▶ [Directions for this task]:
Convert the items into a two-column CSV with the headers item_text and answer, one row per item, putting each item's text and its answer in a single quoted field with line breaks replaced by spaces. Start at the line that has "Can you find the leafy" and end after the line that has "pixel 417 540", and include only those items.

▶ [Pointing and labeling items]:
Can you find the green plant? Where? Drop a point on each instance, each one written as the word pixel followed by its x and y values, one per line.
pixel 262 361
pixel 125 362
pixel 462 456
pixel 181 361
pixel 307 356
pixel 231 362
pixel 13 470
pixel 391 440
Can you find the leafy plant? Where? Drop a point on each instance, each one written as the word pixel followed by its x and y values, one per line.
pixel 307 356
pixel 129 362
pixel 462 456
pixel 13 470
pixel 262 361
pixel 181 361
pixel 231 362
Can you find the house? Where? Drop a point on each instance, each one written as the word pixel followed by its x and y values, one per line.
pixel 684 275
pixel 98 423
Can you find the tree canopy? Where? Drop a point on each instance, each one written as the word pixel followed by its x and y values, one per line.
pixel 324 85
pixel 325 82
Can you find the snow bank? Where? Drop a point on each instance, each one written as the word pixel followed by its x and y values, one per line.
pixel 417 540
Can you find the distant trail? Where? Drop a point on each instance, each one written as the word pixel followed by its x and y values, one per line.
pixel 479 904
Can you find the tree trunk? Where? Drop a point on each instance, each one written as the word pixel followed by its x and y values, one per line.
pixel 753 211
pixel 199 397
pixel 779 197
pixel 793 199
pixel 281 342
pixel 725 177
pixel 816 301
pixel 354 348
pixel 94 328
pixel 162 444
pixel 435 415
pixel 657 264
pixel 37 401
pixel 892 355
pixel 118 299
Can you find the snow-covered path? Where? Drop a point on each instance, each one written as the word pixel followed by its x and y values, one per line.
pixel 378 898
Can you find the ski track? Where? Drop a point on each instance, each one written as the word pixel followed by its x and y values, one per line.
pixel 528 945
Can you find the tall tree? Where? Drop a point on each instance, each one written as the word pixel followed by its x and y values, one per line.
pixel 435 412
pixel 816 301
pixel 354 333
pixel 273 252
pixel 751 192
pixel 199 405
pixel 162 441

▶ [Exercise output]:
item_text,answer
"Can you find the leafy plant? Where? Drop a point on each instance, each one written as the word pixel followed by its x and y values, one per line.","pixel 307 356 pixel 129 362 pixel 462 456 pixel 13 470 pixel 262 361 pixel 181 361 pixel 231 362"
"Can you find the house? Where? Drop a point on each instance, each one written as the word pixel followed by its x and y values, one per line.","pixel 684 275 pixel 98 423"
"Can you find the tree canopy? Where? Drop a point on each instance, each one written as the word pixel followed by its x and y values, one per line.","pixel 324 85 pixel 325 82"
"Can you find the snow bank? Where? Drop a point on each instance, each one written as the word pixel followed by its x and y values, one per line.","pixel 417 540"